■ WORK INSTRUCTIONS
(1) Answer these questions about the passage on wine grape yield estimation:
(a) Who led the research funded by Winetech?
(b) What error is expected for forecasts based on berry counts at fruit set?
(c) At what spatial resolution were the FruitLook datasets provided?
(2) Can you write the next part of the passage on wine grape yield estimation, picking up after its final sentence?

■ GIVEN PASSAGE
****************************************

PHOTO: Diemersdal.

With technology at the fingertips of researchers and producers alike, the possibility exists to not only generate and study vast data sets, but also to find relationships between them through machine learning and statistical analysis. Such relationships could provide valuable information on yield estimation, véraison and harvest date.

According to the link, machine learning (ML) is a branch of artificial intelligence based on the idea that systems can learn from data, identify patterns and make decisions with minimal human intervention. But why is this important? An incredible amount of data has been captured within the wine grape industry in the Western Cape over the years and put to good use, but all of this information could be even more valuable if relationships between datasets could ultimately allow the producer to more accurately estimate yield.

In addition, data capturing can be done not only by traditional means, but also through remote sensing (RS) by satellite through initiatives like FruitLook. This article discusses research funded by Winetech which investigates the use of available “big datasets” for wine grape crop estimation. The research was led by Dr Caren Jarmain and other researchers from Stellenbosch University, with support from WineMS and Vinpro.



What were the aims of this study?

Two specific aspects were investigated:

• Whether relationships existed between the spatial datasets available through FruitLook (FL) and vineyard block yield information when statistical analysis and machine learning (ML) approaches were applied.
• If these relationships could be used to build a wine grape yield and possibly a harvest date model.


What are the current wine grape yield estimation challenges?

Simply put, the yearly under- or overestimation of vine yield by producers leads to under- or overestimated wine volumes which in turn could lead to a loss of money. It is estimated that the expected error could be up to 20% for forecasts based on bunch counts in spring, 10 – 15% for forecasts based on berry counts at fruit set and 5% on harvesting segments close to the harvest. The estimated yield has a direct effect on cellar capacity, chemical usage and marketing activities. For growers, yield directly impacts planning of the harvesting processes and the scheduling of labour and machinery. Current yield prediction largely relies on historical yield data and weather indices combined with manual vineyard measurements and sampling, but this approach is inaccurate and time consuming.


What measuring parameters and sources were used in this study?

Selected production areas with the required “big datasets” (block specific and remote sensing derived) were included in the study and extended over the Coastal, Breede and Olifants Wine of Origin regions of the Western Cape. Three main data sources were considered:

• FruitLook data – weekly FL spatial datasets on crop growth, water use and nitrogen content for five production seasons (October until April for 2011/12 to 2015/16) at a spatial resolution of 20 m.

****************************************

■ SOURCE EXCERPT
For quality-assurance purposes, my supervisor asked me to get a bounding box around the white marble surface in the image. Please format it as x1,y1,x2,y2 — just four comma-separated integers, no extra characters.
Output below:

****************************************

■ THE RESPONSES
(1)
(a) Dr Caren Jarmain
(b) 10–15%
(c) 20 m

(2)
• Crop production data – actual vineyard block production information (quality and quantity) for the above-mentioned five production seasons obtained through the industry.
• Block boundaries – vineyard block field boundary information obtained through the industry, indicating the geographical locations and extent of the fields considered.

Additional datasets were derived and all datasets were joined at block level to study the relationship between crop yield and RS derived FL data, using a combination of statistical modelling and ML. Initially the ML involved manually changing target variables, but subsequently a brute force approach was applied. This involved a near-exhaustive set of experiments, each using a different permutation of target variables, input variables and geographical areas.



What conclusions can be made from this study?

Although crop yield per block is frequently recorded, the associated hectares and other associated information are not regularly updated. The graphically delineating information (block boundaries) too are not readily available in electronic format.

This study was a first attempt to model grape yield using RS variables. The initial regression analyses to investigate the strongest relationships between individual FL variables and yield generally yielded poor results (R2 < 0.3), but the models improved when individual cultivars, specific regions and seasons were considered. For example, the 2014/15 season’s weekly (non-aggregated) FL variables yielded a strong (R2 = 0.83) model for Pinotage in the Coastal region. Other ML findings, especially from the Olifants River region, were very encouraging. When RF (Random Forest), an artificial intelligence classifier, was applied to the 2015/16 seasonal (aggregated) FL variables in this region, an overall accuracy of 85% was achieved when all the cultivars were considered. Similar results were also observed for the 2014/15, 2011/12 and 2013/14 seasons, confirming the consistently strong relationship between all the FL variables and yield for this region.

More data and work is needed regarding a harvest date model. The data that was used was obtained from less than 30 blocks, but yielded promising results.

Ultimately, based on the regression and ML experiments the following was concluded:

• No individual variable can be used to model wine grape yield.
• Using RS data for wine grape yield modelling is very complex as other (non-remote sensing) factors often have a (more) substantial impact on yield.
• The accuracy of the models are strongly driven by cultivar (with Chenin blanc and Colombar being the most successful) and by region (with the Olifants River region being the most successful).
• Weekly FL variables generally produced stronger models than (aggregated) monthly and seasonal variables.


What future research is recommended?

The research team recommends that the wine industry develops and maintains a standardised geographical database of vineyards and their related attributes, seeing that data inaccuracy or completeness were barriers to research. Sawis records, as well as the “Fly-over” database from the Western Cape Provincial Department of Agriculture, would serve as a good starting point.

More research on wine grape modelling is strongly recommended and to that end other raw satellite data (e.g. from Sentinel-2 and Landsat-8), in addition to the FL data, should be considered. The area considered in the research should also be expanded.

Finally, more research into modelling harvest date should be done with specific focus on the use of ML and a factor classification approach. This will define which FL dataset drive the positive results obtained. The current dataset considered served the exploratory work well, although it was too limited to be split into a training and test set for ML while still retaining the seasonal variability aspect, as well as differences between sites and cultivars that also impact on phenology modelling.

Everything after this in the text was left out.